작업 목표:
아래 항목에서 "water" 문자열이 들어 있는 줄을 모두 반환하세요. 대소문자는 구분합니다.

입력 데이터:
+===+

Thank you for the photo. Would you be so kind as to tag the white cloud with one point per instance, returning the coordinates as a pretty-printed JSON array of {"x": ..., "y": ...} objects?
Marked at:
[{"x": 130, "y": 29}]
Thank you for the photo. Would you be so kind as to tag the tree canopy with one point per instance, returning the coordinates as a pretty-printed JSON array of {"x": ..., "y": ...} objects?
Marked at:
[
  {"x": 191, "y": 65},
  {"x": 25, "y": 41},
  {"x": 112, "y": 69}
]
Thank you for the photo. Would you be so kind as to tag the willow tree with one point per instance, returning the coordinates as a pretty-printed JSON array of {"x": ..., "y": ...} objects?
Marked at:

+===+

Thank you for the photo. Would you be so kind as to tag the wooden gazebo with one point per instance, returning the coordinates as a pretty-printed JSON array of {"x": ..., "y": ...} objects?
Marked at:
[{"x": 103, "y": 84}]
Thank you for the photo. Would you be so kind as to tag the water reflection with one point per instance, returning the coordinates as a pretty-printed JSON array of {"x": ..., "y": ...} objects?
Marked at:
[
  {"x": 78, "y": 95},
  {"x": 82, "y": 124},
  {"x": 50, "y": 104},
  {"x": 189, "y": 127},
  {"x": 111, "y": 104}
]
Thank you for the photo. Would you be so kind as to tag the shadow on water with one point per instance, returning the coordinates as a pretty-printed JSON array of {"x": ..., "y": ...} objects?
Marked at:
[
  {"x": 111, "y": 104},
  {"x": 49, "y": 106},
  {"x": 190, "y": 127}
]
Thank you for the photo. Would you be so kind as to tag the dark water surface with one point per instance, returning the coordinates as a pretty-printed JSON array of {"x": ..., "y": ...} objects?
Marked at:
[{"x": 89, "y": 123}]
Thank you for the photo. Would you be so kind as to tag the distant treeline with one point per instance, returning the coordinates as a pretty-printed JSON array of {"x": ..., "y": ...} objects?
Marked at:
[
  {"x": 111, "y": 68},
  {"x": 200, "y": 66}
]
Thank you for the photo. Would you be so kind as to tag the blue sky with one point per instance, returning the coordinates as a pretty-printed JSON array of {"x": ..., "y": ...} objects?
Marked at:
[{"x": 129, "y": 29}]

+===+

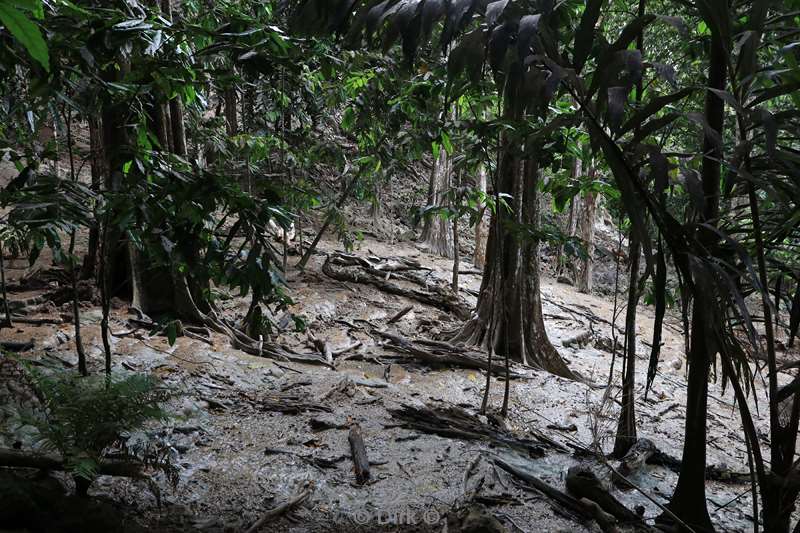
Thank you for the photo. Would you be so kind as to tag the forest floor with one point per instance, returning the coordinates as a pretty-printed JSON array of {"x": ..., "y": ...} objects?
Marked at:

+===+

문제 풀이:
Thank you for the photo. Would you be so kind as to tag the water reflection with one point per instance, returning the coordinates as a pretty-printed JSON array of {"x": ..., "y": ...} objects?
Thank you for the photo. Would you be so kind as to tag the shadow on water with one point per instance, returning the coordinates as a pretty-printed JSON array of {"x": ..., "y": ...} objects?
Thank you for the photo. Would you be so kind as to tag the dark water surface with one point per instance, returning the coordinates as a pretty-printed JSON array of {"x": ..., "y": ...} objects?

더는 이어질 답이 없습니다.